INPUT DATA:
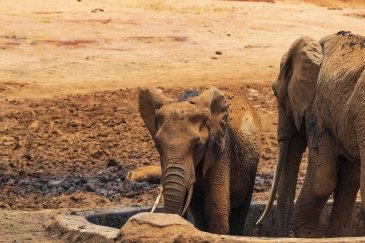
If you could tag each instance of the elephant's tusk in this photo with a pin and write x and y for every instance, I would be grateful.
(190, 194)
(157, 199)
(277, 174)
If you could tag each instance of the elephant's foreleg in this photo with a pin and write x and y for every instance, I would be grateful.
(348, 183)
(217, 198)
(195, 213)
(319, 184)
(238, 215)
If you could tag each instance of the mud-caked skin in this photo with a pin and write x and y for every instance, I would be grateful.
(321, 102)
(209, 147)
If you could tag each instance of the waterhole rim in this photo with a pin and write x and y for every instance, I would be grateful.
(81, 226)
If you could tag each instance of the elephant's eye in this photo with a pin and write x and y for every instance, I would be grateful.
(198, 145)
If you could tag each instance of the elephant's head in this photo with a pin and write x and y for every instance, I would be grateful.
(295, 89)
(187, 134)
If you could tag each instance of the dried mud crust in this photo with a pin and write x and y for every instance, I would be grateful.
(76, 151)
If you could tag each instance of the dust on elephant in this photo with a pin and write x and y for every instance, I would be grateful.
(150, 174)
(209, 150)
(321, 103)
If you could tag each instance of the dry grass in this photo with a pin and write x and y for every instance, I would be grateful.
(337, 3)
(323, 3)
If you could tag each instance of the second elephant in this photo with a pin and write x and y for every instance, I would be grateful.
(321, 102)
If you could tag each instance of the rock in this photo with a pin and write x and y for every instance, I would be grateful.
(34, 125)
(147, 227)
(160, 227)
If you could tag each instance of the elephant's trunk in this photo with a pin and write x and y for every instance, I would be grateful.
(176, 187)
(283, 149)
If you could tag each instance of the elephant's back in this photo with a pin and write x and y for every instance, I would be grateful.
(244, 119)
(338, 85)
(243, 142)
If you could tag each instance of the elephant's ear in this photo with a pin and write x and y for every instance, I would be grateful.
(298, 76)
(214, 99)
(150, 100)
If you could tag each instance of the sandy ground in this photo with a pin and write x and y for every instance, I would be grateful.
(69, 76)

WHAT THIS TASK INVOLVES:
Set down every one of the records above word for word, leaving out the pictures.

RIGHT ANSWER:
If you could tag each instance of the elephant's tusk in this photo with a pin and write x and y for every instance, I would be grateful.
(190, 194)
(157, 199)
(277, 174)
If you could tag each instance of the elephant's foreleg in this photo with a pin and write x and y for every instance, I would be grateful.
(348, 183)
(217, 198)
(195, 213)
(319, 184)
(238, 215)
If you could tag each instance of the mud-caked skin in this photo with a pin and write x and y for every instance, I would be grateful.
(321, 102)
(209, 147)
If you could tag each instance of the waterhole rim in this photo with a pin and write x and y for every instance, I would be grateful.
(81, 226)
If you could tag each instance of the elephant's eye in this photo with a pin and write x and y for every instance, I would be grateful.
(198, 145)
If you could tag each instance of the elephant's head in this photo with a pin and write x and y for every instance, I would be grateful.
(295, 89)
(187, 134)
If you could tag each instance of the dried mud crust in this photo with a pin and write x and y for every instance, I would be grateful.
(76, 151)
If you could tag each instance of the dust on elephant in this photo with a pin and write x and y for every instance, I would be grateful.
(150, 174)
(209, 150)
(321, 103)
If you could tag each instance of the dry grass in this photo with a pin and write x and y for every instance, I would be grateful.
(337, 3)
(323, 3)
If you could tag each instance of the second elephant in this photo with a pin and write x and y for every instance, I would be grateful.
(321, 102)
If you could tag each instance of the rock in this photo with a pin and write x and y for every instance, I would be grateful.
(34, 125)
(147, 227)
(160, 227)
If you could tag each instance of the elephant's trunk in this photo with a pin and write x and y for every instance, I would be grateful.
(176, 187)
(283, 149)
If you could tag each instance of the elephant's back in this photo with a pin and write x and y for every instance, I would be grateful.
(244, 119)
(338, 85)
(243, 142)
If you could tag each instance of the elephant's ear in this photo with a pin and write x and y for every instance, I would be grateful.
(298, 76)
(214, 99)
(150, 100)
If you could tag each instance of the sandy ground in this photo with a pin and write x and y for every instance, I would be grateful.
(69, 76)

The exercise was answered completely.